→ **What needs to be done**
Your reply should be the following data, copied exactly.
[Start of section]
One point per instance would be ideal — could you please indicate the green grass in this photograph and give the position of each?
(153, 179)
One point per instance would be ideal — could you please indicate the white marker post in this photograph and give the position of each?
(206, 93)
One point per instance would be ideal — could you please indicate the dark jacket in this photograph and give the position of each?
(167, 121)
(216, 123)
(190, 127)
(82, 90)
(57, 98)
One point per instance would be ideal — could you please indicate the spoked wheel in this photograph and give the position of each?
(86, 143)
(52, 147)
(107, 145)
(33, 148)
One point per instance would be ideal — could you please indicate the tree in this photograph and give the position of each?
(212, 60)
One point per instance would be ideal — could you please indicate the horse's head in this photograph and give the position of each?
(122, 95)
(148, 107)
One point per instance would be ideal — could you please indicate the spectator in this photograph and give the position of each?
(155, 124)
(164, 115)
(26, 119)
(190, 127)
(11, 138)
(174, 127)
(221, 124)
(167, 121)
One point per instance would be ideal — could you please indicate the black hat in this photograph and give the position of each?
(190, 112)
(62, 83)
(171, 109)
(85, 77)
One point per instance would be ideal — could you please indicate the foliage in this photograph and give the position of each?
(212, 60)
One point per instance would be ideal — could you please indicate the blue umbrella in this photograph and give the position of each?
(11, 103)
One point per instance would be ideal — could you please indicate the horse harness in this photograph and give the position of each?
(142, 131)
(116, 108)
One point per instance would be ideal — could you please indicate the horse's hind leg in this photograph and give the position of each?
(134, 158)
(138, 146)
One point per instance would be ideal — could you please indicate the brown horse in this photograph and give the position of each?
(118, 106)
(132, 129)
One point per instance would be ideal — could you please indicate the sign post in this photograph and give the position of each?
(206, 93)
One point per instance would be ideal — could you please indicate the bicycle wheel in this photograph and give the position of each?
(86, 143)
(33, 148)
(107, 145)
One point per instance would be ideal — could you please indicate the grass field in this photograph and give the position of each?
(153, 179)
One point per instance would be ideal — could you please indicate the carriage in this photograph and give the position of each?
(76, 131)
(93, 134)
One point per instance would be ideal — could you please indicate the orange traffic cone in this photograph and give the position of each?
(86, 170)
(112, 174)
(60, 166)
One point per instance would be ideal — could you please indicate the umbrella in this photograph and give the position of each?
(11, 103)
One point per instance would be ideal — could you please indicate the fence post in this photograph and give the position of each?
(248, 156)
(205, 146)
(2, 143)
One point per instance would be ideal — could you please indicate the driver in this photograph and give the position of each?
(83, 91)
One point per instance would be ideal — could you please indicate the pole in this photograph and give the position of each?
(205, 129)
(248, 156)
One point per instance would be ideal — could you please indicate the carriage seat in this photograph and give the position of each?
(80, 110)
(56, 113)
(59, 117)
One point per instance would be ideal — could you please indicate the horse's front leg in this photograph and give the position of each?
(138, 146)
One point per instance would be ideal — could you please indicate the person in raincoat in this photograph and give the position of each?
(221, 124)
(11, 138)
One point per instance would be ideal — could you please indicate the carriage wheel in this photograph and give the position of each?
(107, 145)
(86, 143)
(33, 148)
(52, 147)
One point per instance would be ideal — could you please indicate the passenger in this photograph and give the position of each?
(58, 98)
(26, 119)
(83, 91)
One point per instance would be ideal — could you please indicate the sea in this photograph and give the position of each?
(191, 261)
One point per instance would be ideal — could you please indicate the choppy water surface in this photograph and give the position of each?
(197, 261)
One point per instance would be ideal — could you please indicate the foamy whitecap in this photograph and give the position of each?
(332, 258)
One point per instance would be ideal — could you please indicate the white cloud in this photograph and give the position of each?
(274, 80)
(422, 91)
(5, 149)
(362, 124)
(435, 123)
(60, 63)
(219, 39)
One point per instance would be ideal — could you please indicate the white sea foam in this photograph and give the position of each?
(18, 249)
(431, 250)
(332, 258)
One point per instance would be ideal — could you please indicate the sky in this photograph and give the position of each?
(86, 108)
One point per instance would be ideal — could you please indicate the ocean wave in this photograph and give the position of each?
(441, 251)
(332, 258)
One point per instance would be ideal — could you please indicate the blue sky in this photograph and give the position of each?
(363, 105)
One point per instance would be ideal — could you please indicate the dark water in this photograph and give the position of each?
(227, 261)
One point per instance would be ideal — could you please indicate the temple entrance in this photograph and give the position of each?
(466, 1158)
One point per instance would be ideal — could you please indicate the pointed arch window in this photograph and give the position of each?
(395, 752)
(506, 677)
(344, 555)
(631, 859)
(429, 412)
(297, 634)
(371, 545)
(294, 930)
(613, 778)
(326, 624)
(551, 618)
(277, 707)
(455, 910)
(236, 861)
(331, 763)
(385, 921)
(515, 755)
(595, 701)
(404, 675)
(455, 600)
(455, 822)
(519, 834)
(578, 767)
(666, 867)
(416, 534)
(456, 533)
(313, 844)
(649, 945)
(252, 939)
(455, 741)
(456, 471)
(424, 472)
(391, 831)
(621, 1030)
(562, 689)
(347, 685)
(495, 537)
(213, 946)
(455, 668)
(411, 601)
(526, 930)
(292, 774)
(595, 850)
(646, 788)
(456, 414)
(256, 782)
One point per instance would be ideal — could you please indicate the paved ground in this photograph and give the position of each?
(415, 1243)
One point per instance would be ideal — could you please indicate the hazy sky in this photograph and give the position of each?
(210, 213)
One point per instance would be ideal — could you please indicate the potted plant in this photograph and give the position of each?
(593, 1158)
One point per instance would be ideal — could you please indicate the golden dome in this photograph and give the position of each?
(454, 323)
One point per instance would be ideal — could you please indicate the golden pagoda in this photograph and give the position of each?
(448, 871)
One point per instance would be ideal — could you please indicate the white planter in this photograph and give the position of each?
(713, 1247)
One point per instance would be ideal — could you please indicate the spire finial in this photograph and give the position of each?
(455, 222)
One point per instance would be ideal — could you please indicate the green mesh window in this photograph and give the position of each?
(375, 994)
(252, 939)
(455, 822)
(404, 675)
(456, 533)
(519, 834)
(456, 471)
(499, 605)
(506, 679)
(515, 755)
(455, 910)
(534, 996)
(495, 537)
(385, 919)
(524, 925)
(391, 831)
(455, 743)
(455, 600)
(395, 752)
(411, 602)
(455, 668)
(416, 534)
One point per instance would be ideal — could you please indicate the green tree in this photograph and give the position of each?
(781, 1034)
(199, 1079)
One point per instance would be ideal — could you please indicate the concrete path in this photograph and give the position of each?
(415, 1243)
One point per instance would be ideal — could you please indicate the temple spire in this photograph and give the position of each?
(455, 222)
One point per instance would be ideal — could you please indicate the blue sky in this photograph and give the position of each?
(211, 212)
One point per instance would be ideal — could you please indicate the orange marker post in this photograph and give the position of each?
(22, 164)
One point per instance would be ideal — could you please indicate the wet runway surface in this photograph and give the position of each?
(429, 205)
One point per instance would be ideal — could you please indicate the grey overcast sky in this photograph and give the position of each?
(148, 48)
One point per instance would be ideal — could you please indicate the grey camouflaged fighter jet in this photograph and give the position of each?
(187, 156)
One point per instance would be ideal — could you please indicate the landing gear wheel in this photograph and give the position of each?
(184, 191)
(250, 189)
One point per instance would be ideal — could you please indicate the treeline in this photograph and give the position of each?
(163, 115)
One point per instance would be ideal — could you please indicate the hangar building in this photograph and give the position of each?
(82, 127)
[End of section]
→ **Task response**
One point per instance would be ideal — could you please indicate the green grass in this photograph and give the position of each?
(153, 179)
One point per instance would be ideal — could you please indicate the white marker post in this photograph and give the position of each?
(206, 93)
One point per instance would be ideal — could you please indicate the dark jacket in this photograph and give the position of each?
(167, 121)
(216, 123)
(190, 127)
(82, 90)
(57, 98)
One point per instance would be ideal — could you please indicate the spoked wheel in this photograph and give the position of each?
(86, 143)
(52, 147)
(107, 145)
(33, 148)
One point per instance would be ideal — could you please indicate the tree in this photograph and give the position of each?
(212, 60)
One point per instance would be ideal — could you please indicate the horse's head in this photograph and give the position of each?
(122, 95)
(148, 107)
One point per instance would be ideal — could you please indicate the spectator in this photograph and give the position of each?
(155, 124)
(164, 115)
(26, 119)
(190, 127)
(11, 138)
(174, 127)
(221, 124)
(167, 121)
One point per instance would be ideal — could you please indicate the black hat in this photograph and give the position of each?
(190, 112)
(62, 83)
(171, 109)
(85, 77)
One point per instance would be ideal — could you please indicate the foliage in this photograph and give the position of each?
(212, 60)
One point per instance would be ideal — could you please indicate the blue umbrella in this photograph and give the position of each?
(11, 103)
One point per instance would be ideal — could you please indicate the horse harness in this photograph and give the position of each?
(142, 131)
(116, 108)
One point per instance would be ideal — could you please indicate the horse's hind leg in this photograph and give the position of each?
(134, 158)
(138, 146)
One point per instance would be ideal — could you please indicate the brown horse in this photograph and give the position of each?
(118, 106)
(132, 129)
One point per instance would be ideal — could you please indicate the sign post in this photograph and give the position of each?
(206, 93)
One point per instance would be ideal — could you please indicate the bicycle wheel in this photograph and give the position of each?
(86, 143)
(33, 148)
(107, 145)
One point per instance would be ideal — could you please indicate the grass field in this photograph and give the position of each?
(153, 179)
One point per instance would be ideal — could you please indicate the carriage in this photograph and give the position of each?
(76, 131)
(93, 134)
One point per instance would be ideal — could you please indicate the orange traffic cone in this photograph and give the position of each?
(86, 170)
(112, 174)
(60, 166)
One point per instance would be ideal — could you please indicate the umbrella in this photograph and give the position of each?
(11, 103)
One point per instance would be ideal — could you please indicate the fence post in this photograph and give the position of each?
(248, 156)
(205, 146)
(2, 143)
One point per instance would be ideal — could you please indicate the driver in this photograph and give the position of each?
(83, 91)
One point per instance would be ideal — could you please indicate the pole in this photograph and give the position of each?
(205, 129)
(248, 156)
One point per instance would be ideal — could you please indicate the carriage seat in this photograph and give the position of each?
(80, 110)
(56, 113)
(59, 117)
One point per instance would be ideal — could you please indicate the horse's front leg in this photograph and give the position of each?
(138, 146)
One point per instance would be ideal — could you please indicate the person in raincoat in this photograph and give the position of each?
(221, 124)
(11, 138)
One point per instance would be ideal — could you please indicate the carriage wheel in this photograph and give the position of each?
(107, 145)
(86, 143)
(33, 148)
(52, 147)
One point per instance would be ideal — could you please indicate the passenger in this photograph and give the position of each?
(58, 98)
(26, 119)
(83, 91)
One point per instance would be ideal — could you please indicate the sea in this photograph and give the position of each?
(191, 261)
One point per instance would be ideal — could you please indicate the choppy water surface in this photograph and give the position of each?
(197, 261)
One point per instance would be ideal — could you please indicate the foamy whitecap in this photograph and give the position of each?
(332, 258)
One point per instance would be ideal — could you please indicate the white cloud in this photograph and give the position of each?
(274, 80)
(422, 91)
(5, 149)
(362, 124)
(435, 123)
(60, 63)
(219, 39)
One point per instance would be ideal — could you please indicate the white sea foam in this photograph and give the position of each?
(18, 249)
(431, 250)
(332, 258)
One point per instance would be ideal — could you please indicate the sky in this photograph and give the position of each?
(86, 108)
One point per instance would be ideal — could you please indicate the ocean wave in this photograph and give the position of each?
(441, 251)
(332, 258)
One point per instance would be ideal — could you please indicate the blue sky in this photograph and give the position of each?
(363, 105)
One point per instance would be ideal — could you please indicate the dark water in this photograph and give the position of each?
(227, 261)
One point per instance would be ideal — could you please indicate the temple entrance in this photograph and give the position of each?
(466, 1158)
One point per instance would be ideal — could you please indicate the pointed arch window in this photograph and give the position of each?
(395, 752)
(506, 677)
(344, 555)
(631, 859)
(429, 412)
(297, 634)
(371, 545)
(294, 930)
(613, 778)
(326, 624)
(551, 618)
(277, 707)
(455, 910)
(236, 861)
(331, 763)
(385, 921)
(515, 755)
(595, 701)
(404, 675)
(455, 600)
(455, 822)
(519, 834)
(578, 767)
(666, 867)
(416, 534)
(456, 533)
(313, 844)
(649, 945)
(252, 939)
(455, 741)
(456, 471)
(424, 472)
(391, 831)
(621, 1030)
(562, 689)
(347, 685)
(495, 537)
(213, 946)
(455, 668)
(411, 601)
(526, 930)
(292, 774)
(595, 850)
(646, 788)
(456, 414)
(256, 782)
One point per instance would be ideal — could you please indicate the paved ground in this photograph and give the position of each?
(415, 1243)
One point per instance would be ideal — could you please indicate the hazy sky in this photograph and give the position of each?
(210, 213)
One point per instance would be ideal — could you please indicate the potted plant in this photograph and give the position of each?
(593, 1158)
One point per instance would be ideal — could you please indicate the golden dome in this photograph and give the position of each?
(454, 323)
One point per instance would be ideal — could you please indicate the golden pagoda in this photograph and give the position of each?
(448, 871)
One point per instance would be ideal — could you please indicate the white planter in this photograph and give the position of each?
(713, 1247)
One point per instance would be ideal — could you please indicate the spire finial in this photograph and give the position of each?
(455, 222)
One point per instance would be ideal — could you please indicate the green mesh window in this photograph and give the position of each?
(375, 994)
(252, 939)
(455, 822)
(404, 675)
(456, 533)
(519, 834)
(456, 471)
(499, 605)
(506, 679)
(515, 755)
(455, 910)
(534, 996)
(495, 537)
(385, 919)
(524, 925)
(391, 831)
(455, 743)
(455, 600)
(395, 752)
(411, 602)
(455, 668)
(416, 534)
One point per instance would be ideal — could you please indicate the green tree in this photograph and give the position of each?
(781, 1034)
(199, 1079)
One point per instance would be ideal — could you please indicate the concrete path in this photograph and give the position of each?
(415, 1243)
One point per instance would be ideal — could you please indicate the temple spire in this photograph and give the position of each?
(455, 222)
One point per instance would be ideal — could you please indicate the blue sky in this photograph and give the position of each?
(211, 212)
One point per instance would be ideal — could you please indicate the orange marker post in this photograph and give the position of each?
(22, 164)
One point per instance would be ideal — could you please indicate the wet runway surface in this photograph and give the position of each?
(429, 205)
One point per instance would be ideal — could you please indicate the grey overcast sky in this photograph and give the position of each?
(148, 48)
One point per instance would be ideal — could you please indicate the grey camouflaged fighter jet in this photograph and give the position of each?
(187, 156)
One point per instance would be ideal — could you please indicate the landing gear wheel in this photograph and give the position of each?
(184, 191)
(250, 189)
One point per instance would be ideal — could you please indicate the treeline in this photograph and give the position of each?
(163, 115)
One point per instance would be ideal — could you please indicate the hangar building in this photograph and give the position of each?
(82, 127)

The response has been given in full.